*WHAT IS REQUIRED*
Render the data from the line containing "Objective: a point on each instance of the dark" through the end as a two-column CSV with headers label_text and coordinates. Give one row per objective paired with its coordinates, quoting each field and replacing any line breaks with spaces.

(Object point labels)
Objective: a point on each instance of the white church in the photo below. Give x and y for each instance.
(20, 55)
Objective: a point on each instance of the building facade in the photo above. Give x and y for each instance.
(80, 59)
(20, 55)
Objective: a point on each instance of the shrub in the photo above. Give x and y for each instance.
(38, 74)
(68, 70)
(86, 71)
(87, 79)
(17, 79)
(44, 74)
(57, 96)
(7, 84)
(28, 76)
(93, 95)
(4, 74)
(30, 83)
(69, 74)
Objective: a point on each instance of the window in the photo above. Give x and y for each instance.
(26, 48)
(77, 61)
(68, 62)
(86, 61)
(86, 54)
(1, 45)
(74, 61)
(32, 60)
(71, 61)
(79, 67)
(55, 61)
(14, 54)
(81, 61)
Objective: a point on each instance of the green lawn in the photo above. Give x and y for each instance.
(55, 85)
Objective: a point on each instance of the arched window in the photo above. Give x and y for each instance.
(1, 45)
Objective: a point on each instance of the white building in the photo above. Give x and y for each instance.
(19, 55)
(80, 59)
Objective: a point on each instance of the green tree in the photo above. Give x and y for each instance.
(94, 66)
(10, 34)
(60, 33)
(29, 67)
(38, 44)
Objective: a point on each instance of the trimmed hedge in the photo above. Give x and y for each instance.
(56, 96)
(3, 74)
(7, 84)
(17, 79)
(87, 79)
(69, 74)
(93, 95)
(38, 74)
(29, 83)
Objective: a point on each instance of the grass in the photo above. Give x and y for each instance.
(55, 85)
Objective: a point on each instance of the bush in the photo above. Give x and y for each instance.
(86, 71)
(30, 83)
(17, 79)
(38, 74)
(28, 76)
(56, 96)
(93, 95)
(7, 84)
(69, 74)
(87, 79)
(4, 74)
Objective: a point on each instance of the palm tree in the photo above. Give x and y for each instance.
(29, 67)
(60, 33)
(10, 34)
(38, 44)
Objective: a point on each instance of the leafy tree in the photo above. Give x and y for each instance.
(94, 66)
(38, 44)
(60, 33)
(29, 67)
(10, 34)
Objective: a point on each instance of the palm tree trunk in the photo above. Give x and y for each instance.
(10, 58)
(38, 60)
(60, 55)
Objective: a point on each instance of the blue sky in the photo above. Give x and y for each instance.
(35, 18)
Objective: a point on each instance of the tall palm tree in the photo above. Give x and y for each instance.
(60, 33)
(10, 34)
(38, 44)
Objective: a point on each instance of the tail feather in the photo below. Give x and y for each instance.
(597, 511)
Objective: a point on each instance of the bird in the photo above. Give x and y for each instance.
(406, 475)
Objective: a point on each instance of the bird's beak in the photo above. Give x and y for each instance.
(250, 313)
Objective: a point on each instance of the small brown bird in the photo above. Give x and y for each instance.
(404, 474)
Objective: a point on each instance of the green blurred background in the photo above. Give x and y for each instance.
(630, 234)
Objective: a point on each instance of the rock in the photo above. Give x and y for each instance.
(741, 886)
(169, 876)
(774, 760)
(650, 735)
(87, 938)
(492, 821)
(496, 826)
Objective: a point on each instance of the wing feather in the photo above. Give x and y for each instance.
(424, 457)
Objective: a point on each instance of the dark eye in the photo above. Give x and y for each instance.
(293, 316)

*ANSWER TO THE PROBLEM*
label_text,coordinates
"Objective: a point on each instance of the dark eye in the photo above. Give x and y for each instance.","(293, 316)"